**Exercise prompt**
Each line below should be reproduced without any alteration.

───── Data for this exercise ─────

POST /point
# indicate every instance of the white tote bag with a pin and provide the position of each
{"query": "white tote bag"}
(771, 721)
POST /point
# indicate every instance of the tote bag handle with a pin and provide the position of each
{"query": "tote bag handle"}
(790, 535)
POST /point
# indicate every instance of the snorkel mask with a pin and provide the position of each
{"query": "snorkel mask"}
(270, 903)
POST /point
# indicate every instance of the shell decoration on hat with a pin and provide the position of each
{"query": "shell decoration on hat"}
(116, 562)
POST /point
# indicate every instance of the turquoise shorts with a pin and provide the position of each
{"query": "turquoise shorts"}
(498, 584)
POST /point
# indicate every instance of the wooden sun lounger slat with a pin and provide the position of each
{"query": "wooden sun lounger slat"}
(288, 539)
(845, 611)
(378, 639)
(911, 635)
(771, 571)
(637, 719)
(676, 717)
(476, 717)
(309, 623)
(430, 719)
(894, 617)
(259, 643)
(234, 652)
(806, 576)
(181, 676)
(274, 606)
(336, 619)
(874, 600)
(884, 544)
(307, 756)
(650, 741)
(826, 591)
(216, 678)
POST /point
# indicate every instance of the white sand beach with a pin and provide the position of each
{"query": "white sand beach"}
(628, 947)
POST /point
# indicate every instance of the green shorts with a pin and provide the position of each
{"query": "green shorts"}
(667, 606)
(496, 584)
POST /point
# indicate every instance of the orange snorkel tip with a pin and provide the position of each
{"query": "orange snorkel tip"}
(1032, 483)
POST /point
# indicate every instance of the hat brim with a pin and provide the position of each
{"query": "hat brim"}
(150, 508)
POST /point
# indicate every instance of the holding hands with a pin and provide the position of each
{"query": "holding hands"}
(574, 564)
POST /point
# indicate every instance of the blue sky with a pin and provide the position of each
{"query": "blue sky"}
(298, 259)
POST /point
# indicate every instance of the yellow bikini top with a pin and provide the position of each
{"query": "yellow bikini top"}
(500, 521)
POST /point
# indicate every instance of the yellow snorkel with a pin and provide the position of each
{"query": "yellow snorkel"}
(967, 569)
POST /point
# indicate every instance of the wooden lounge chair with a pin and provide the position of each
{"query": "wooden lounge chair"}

─────

**Answer to this problem**
POST /point
# indicate every instance of the white tote bag with a pin and provide the position of each
{"query": "white tote bag"}
(771, 721)
POST /point
# indicate every instance of the tote bag handle with a pin and provide the position of each
{"query": "tote bag handle"}
(790, 535)
POST /point
# indicate every instance of the snorkel mask with a pin and provide the position of each
{"query": "snorkel mask"}
(270, 903)
POST /point
# indicate every instance of the shell decoration on hat with a pin and provide the position of each
{"query": "shell decoration on hat"}
(116, 562)
POST /point
# indicate every instance of the turquoise shorts with a pin and provide the position of each
{"query": "turquoise shorts"}
(498, 584)
POST /point
# indicate every instance of the wooden sun lounger slat with a pin and provide the position of each
{"query": "wooden sun lounger slat"}
(288, 539)
(845, 611)
(378, 639)
(911, 635)
(771, 571)
(637, 719)
(676, 717)
(476, 717)
(309, 623)
(430, 719)
(894, 617)
(259, 643)
(234, 652)
(806, 576)
(181, 676)
(274, 606)
(336, 619)
(874, 600)
(884, 544)
(307, 756)
(650, 741)
(826, 591)
(216, 678)
POST /point
# indicate every instance of the white sand beach with a pin and provide the position of each
{"query": "white sand beach"}
(628, 947)
POST /point
# indicate every instance of the green shorts with a pin and provide the position of each
{"query": "green shorts"}
(667, 606)
(496, 584)
POST /point
# indicate every instance of the orange snorkel tip with a pin and provide the position of each
{"query": "orange snorkel tip"}
(1032, 483)
POST /point
# indicate every instance of the hat brim with a pin and provide the position of each
{"query": "hat brim"}
(150, 508)
POST /point
# indicate every instance of the holding hands with a pin and provide the position of each
{"query": "holding hands"}
(574, 564)
POST /point
# indicate every instance of the blue sky with a pin and provide the position of each
{"query": "blue sky"}
(298, 259)
POST /point
# indicate every instance of the yellow bikini top with a pin and provide the position of each
{"query": "yellow bikini top"}
(500, 521)
POST /point
# indicate every instance of the yellow snorkel with a pin and provide the position of each
{"query": "yellow snorkel"}
(967, 569)
POST /point
# indicate every instance of the wooden lounge chair with a pin and provide the position of each
{"query": "wooden lounge chair"}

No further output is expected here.